→ **Instructions to follow**
Below is a set of records. Please retype every one exactly.

→ **Stored data**
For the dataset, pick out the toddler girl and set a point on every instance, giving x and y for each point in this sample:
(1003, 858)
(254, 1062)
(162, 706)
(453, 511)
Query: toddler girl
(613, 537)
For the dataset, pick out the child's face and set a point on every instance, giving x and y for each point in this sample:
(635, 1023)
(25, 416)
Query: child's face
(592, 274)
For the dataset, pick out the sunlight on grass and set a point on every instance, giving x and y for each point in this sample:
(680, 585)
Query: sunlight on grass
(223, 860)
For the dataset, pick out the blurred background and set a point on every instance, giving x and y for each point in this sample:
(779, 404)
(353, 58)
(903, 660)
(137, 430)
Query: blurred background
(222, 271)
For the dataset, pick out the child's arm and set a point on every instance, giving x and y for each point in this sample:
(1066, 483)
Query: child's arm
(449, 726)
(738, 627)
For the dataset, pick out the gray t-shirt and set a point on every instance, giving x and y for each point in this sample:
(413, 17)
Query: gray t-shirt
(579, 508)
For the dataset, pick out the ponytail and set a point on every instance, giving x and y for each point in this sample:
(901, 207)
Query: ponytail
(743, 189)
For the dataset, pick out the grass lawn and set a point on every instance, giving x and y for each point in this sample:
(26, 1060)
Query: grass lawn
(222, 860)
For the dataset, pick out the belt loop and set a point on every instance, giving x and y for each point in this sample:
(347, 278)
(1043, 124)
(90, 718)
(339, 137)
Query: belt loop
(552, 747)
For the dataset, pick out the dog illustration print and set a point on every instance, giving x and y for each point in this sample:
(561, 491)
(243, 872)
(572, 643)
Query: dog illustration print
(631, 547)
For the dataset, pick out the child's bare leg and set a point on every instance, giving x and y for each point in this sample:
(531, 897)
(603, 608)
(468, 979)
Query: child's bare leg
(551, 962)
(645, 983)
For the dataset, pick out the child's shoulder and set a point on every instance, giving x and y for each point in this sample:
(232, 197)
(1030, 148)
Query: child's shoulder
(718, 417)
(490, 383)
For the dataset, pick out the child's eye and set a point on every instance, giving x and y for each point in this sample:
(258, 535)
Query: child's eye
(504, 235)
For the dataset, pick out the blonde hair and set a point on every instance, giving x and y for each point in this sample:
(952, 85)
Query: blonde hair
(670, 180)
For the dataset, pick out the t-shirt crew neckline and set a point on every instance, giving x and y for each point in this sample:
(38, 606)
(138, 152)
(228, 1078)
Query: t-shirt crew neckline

→ **Result for this exercise**
For the dataset, pick out the toddler girl and set a point on every instance, giving x and y for each point in this sample:
(1003, 858)
(254, 1062)
(162, 706)
(453, 511)
Query: toddler girl
(613, 537)
For the dataset, pick out the child's face and set a point on every instance, giving x and y for each point in this sample:
(635, 1023)
(25, 416)
Query: child's face
(592, 274)
For the dataset, pick out the sunlight on grass and set a point on every instance, giving x and y for each point in this sample:
(680, 585)
Query: sunlight on grass
(223, 860)
For the dataset, pick out the blurred background and set a point on every instance, giving x and y for each point in this sample:
(779, 404)
(353, 58)
(903, 660)
(137, 430)
Query: blurred background
(222, 271)
For the dataset, pick out the child's arm and set a point on every instance, giving x and y for each point in this sample:
(1066, 483)
Query: child's arm
(449, 726)
(738, 627)
For the dataset, pick out the gray t-shirt and set a point on every instance, giving x and y for each point in this sample:
(413, 17)
Query: gray t-shirt
(579, 508)
For the dataset, pick out the ponytail and set a point on every instance, giving x and y for each point in this sample:
(901, 207)
Query: ponytail
(743, 189)
For the dataset, pick out the grass lawn and set a point on every instance, giving x and y for each point in this sample:
(26, 1060)
Query: grass lawn
(222, 860)
For the dataset, pick out the belt loop and set a point on every instance, giving x and y for each point in this sample:
(347, 278)
(1043, 124)
(90, 718)
(339, 137)
Query: belt loop
(552, 747)
For the dataset, pick out the dog illustration print and set a point on every instance, giving x and y for each point in this sample:
(561, 491)
(243, 872)
(572, 643)
Query: dog illustration print
(631, 547)
For the dataset, pick out the child's bare leg and set a point on every instance, giving x and y for each point in this sample:
(531, 897)
(603, 608)
(468, 979)
Query: child's bare leg
(551, 962)
(645, 983)
For the dataset, pick out the child's shoulder and set a point on every instance, giving x and y for each point in this sample:
(232, 197)
(1030, 148)
Query: child's shoulder
(718, 417)
(490, 383)
For the dataset, pick out the child's eye and set a point on every instance, giving x and y for each point in this sample:
(258, 535)
Query: child's eye
(504, 235)
For the dataset, pick out the blonde hair and set a point on every instance, giving x and y for each point in this sample:
(952, 85)
Query: blonde hair
(670, 180)
For the dataset, pick out the t-shirt crew neckline and set a point on every instance, giving x and y for each point in this sample:
(38, 606)
(138, 152)
(228, 1078)
Query: t-shirt crew neckline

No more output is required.